La guerra ideológica de la Casa Blanca contra el conocimiento se cobra 6.800 víctimas estudiantiles
UN ATAQUE PLANIFICADO CONTRA LA LIBERTAD ACADÉMICA
La Administración de Donald Trump ha decidido dinamitar uno de los pilares más sólidos del prestigio intelectual estadounidense: la universidad. Y lo ha hecho apuntando alto, con premeditación y alevosía. Harvard, la más antigua, influyente y diversa institución educativa de EE.UU., ha sido despojada de su capacidad para admitir estudiantes extranjeros. A partir de ahora, más de 6.800 alumnas y alumnos se enfrentan a la amenaza directa de la expulsión o el exilio académico, por el mero hecho de no haber nacido dentro de las fronteras del imperio.
No es una cuestión técnica ni un matiz administrativo: es una venganza. Una purga política.
El detonante ha sido la negativa de Harvard a colaborar con las exigencias de Kristi Noem, actual Secretaria de Seguridad Nacional y nueva vocera del delirio neomacartista. Le pidieron nombres. Le pidieron vídeos. Le pidieron que Harvard se convirtiera en una sucursal del FBI, entregando grabaciones de quienes protestaban pacíficamente contra el genocidio en Gaza o simplemente defendían la libertad de expresión. La universidad dijo no. Y Trump apretó el botón rojo.
La represalia ha sido inmediata: revocación del programa de intercambio, recorte de 2.650 millones de dólares en subvenciones públicas y amenaza de eliminar su estatus fiscal. Lo que está en juego no es solo la autonomía de una institución, sino la posibilidad misma de disentir, investigar, debatir sin supervisión del poder ejecutivo. Porque para este Gobierno, los campus deben ser fortalezas ideológicas, no espacios de pensamiento libre.
Ya lo venían anunciando. Primero llegaron los discursos sobre “wokeness”, la obsesión con el “marxismo cultural” y la caza de brujas contra quienes cuestionaban la narrativa oficial. Después, vinieron los recortes a programas científicos, las detenciones de manifestantes propalestinos, la difamación de profesores por sus publicaciones, la censura directa en escuelas secundarias. Ahora se da un paso más: convertir la nacionalidad en un delito académico.
XENOFOBIA, CENSURA Y DESPOTISMO COMO POLÍTICA EDUCATIVA
Kristi Noem, exgobernadora de Dakota del Sur y fiel escudera de Trump, ha dejado las cosas claras: para ella, ser estudiante extranjero es un privilegio, no un derecho. Pero en realidad, lo que le molesta es que Harvard se llene de voces disidentes, de personas que no deben favores al Partido Republicano, de alumnas que no temen alzar la voz. El objetivo es silenciar, homogeneizar, domesticar.
Y si para eso hay que deportar a una médica palestina que estudia salud pública o a un ingeniero iraní que trabaja en inteligencia artificial, se hace sin temblar el pulso.
◇ ◇ ◇
» TAREA:
Reproduce sin cambios el fragmento del artículo sobre Harvard que va desde "La guerra ideológica" hasta "Una purga política.", incluidas ambas partes.

Datos de localización de puntos en imágenes:
◇ ◇ ◇
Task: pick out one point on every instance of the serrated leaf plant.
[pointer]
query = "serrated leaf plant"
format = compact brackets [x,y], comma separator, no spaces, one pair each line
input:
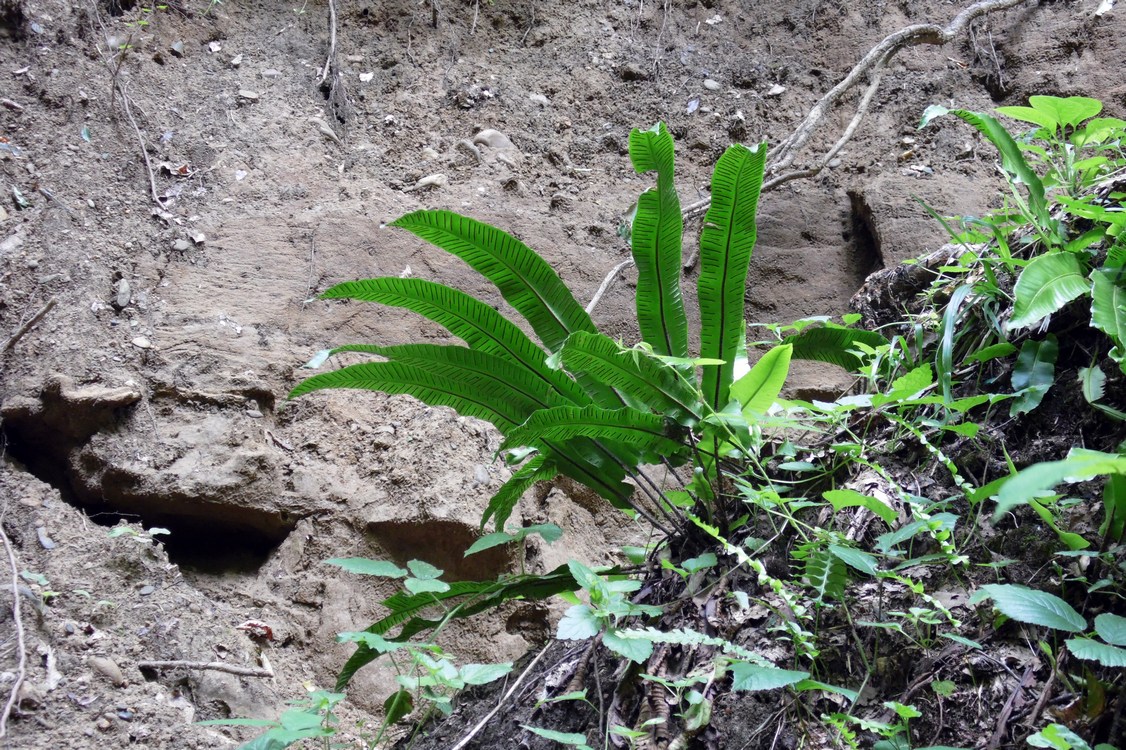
[578,402]
[1062,179]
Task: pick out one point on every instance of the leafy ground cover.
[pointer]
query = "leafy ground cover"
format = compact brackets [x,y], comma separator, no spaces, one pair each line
[855,556]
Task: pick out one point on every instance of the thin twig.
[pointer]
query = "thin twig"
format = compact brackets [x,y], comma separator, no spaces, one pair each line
[480,725]
[214,666]
[21,669]
[861,109]
[21,331]
[1002,721]
[330,61]
[786,151]
[604,287]
[127,104]
[530,24]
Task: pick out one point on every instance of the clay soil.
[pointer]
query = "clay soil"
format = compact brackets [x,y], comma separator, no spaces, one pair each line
[181,231]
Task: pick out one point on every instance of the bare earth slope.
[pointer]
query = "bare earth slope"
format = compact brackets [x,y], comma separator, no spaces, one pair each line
[152,390]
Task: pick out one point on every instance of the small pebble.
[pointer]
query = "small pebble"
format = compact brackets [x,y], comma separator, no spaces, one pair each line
[123,293]
[45,541]
[108,669]
[492,139]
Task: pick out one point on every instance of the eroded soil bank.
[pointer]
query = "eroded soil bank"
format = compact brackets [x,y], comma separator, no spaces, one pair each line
[151,391]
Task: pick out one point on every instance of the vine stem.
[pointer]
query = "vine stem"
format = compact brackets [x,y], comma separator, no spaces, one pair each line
[17,617]
[480,725]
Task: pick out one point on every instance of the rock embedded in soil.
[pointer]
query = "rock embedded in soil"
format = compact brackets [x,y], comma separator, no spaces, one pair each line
[107,668]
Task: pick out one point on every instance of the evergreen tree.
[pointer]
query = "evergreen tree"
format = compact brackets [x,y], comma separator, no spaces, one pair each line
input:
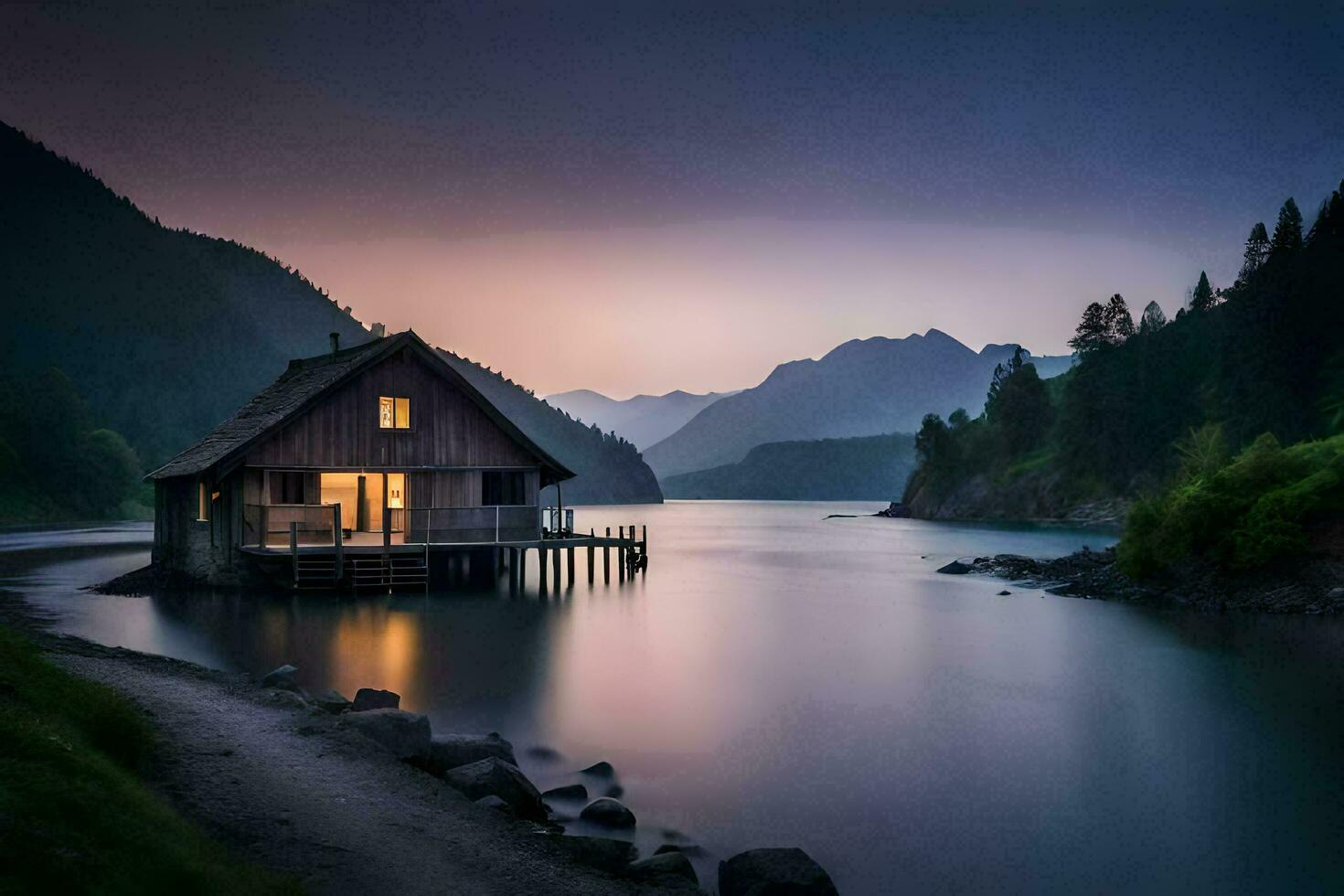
◇ ◇ ◇
» RESPUESTA ESCRITA:
La guerra ideológica de la Casa Blanca contra el conocimiento se cobra 6.800 víctimas estudiantiles
UN ATAQUE PLANIFICADO CONTRA LA LIBERTAD ACADÉMICA
La Administración de Donald Trump ha decidido dinamitar uno de los pilares más sólidos del prestigio intelectual estadounidense: la universidad. Y lo ha hecho apuntando alto, con premeditación y alevosía. Harvard, la más antigua, influyente y diversa institución educativa de EE.UU., ha sido despojada de su capacidad para admitir estudiantes extranjeros. A partir de ahora, más de 6.800 alumnas y alumnos se enfrentan a la amenaza directa de la expulsión o el exilio académico, por el mero hecho de no haber nacido dentro de las fronteras del imperio.
No es una cuestión técnica ni un matiz administrativo: es una venganza. Una purga política.